◆ **WRITTEN EXERCISE**
Copy out the entries with each "pebble" changed to "stone" and everything else left the same, and leave the pictures out of your copy.

◆ **MATERIAL**
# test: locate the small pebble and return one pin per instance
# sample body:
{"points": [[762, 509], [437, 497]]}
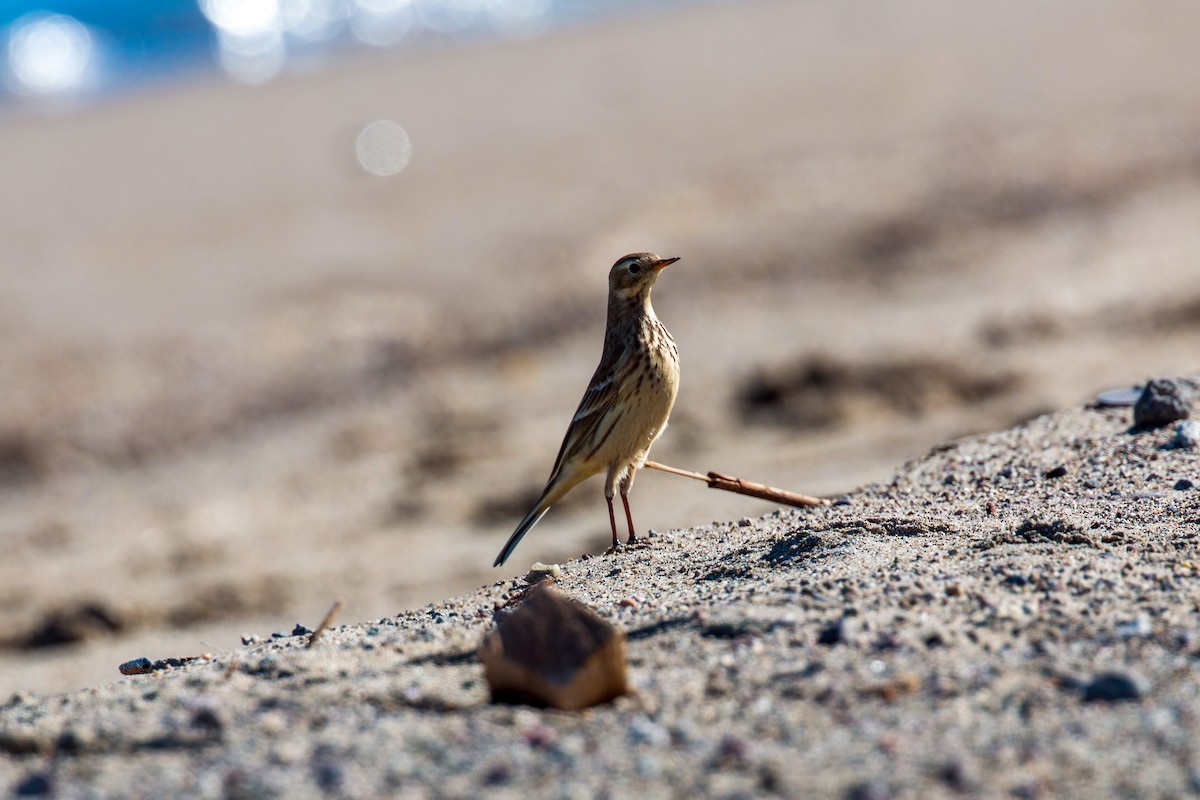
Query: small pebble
{"points": [[1113, 687], [1187, 435], [839, 632], [137, 667], [1162, 402], [1117, 398], [869, 791], [539, 572], [35, 786], [643, 731]]}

◆ **EXERCISE OUTPUT**
# test: locate the small stone and return one pin per instance
# sample body:
{"points": [[762, 509], [437, 497]]}
Query: small stone
{"points": [[1113, 687], [1187, 435], [839, 632], [137, 667], [1162, 402], [1117, 398], [869, 791], [539, 572], [35, 786], [643, 731]]}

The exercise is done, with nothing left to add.